» **Do this**
Reproduce without any change the lines of the items below, beginning with the line that contains "of the metal" and continuing through the line that contains "column 188, row 330", both included.
— Start Dataset entries —
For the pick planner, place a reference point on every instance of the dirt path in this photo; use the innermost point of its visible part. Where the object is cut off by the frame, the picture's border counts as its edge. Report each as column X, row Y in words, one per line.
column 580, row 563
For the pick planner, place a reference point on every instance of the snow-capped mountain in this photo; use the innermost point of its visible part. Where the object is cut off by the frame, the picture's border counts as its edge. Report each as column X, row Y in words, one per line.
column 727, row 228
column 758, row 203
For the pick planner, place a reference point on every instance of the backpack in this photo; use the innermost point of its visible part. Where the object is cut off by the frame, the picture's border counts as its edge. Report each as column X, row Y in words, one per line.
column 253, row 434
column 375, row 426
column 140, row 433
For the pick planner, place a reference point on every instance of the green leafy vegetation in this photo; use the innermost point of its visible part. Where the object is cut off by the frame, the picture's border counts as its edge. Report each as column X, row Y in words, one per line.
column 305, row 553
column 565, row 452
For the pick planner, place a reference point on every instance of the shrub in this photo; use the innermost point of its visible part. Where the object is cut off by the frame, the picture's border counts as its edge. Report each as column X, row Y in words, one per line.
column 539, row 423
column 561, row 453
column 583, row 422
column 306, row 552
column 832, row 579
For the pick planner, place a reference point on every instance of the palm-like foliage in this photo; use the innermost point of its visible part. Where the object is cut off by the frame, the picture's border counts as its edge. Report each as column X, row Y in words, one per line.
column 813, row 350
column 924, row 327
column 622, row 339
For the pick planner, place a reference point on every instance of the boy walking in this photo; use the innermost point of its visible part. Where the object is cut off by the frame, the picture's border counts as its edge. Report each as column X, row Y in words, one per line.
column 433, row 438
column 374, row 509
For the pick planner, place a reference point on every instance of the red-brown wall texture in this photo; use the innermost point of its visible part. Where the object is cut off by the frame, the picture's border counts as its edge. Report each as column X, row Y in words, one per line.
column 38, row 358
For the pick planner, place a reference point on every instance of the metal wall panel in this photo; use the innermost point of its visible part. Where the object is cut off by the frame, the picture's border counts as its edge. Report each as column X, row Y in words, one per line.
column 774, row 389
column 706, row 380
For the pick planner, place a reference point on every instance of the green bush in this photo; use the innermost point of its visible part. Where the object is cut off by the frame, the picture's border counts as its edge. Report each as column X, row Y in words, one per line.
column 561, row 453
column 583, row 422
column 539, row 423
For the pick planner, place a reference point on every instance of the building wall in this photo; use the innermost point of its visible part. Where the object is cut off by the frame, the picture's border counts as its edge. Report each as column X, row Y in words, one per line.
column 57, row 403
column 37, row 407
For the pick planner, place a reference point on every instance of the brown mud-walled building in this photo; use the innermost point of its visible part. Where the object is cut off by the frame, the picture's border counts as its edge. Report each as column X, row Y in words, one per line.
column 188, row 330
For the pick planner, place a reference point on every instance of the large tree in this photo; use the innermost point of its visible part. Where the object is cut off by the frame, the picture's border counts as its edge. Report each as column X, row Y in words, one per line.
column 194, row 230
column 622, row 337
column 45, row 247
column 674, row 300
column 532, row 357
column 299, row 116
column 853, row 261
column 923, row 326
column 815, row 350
— End Dataset entries —
» **Completed task**
For the pick planner, place a reference point on every instance of the metal wall panel in this photo; use the innermost point of its visible part. Where the object is cut off by the frame, the picture's border counts as its edge. Report each as column X, row Y in words, one per line.
column 774, row 389
column 706, row 380
For the pick planner, place a reference point on every instance of the green bush in this photo; use the innermost point of its visible part. Where the object is cut off by the frame, the picture's border counts as its edge. Report each as column X, row Y in words, one per line.
column 561, row 453
column 583, row 422
column 539, row 423
For the pick planner, place a reference point on every instance of the building wall in this photo; use the innermost point of its visible part. Where the object is cut off by the frame, the picture's border counts as its edge. Report each as column X, row Y in words, one per line.
column 57, row 403
column 37, row 407
For the pick planner, place a reference point on every instance of the brown mud-walled building in this photo; use the innermost point of its visible part. Where the object is cut off by the frame, the picture's border counts as its edge. Report each as column X, row Y in words, one per line.
column 188, row 330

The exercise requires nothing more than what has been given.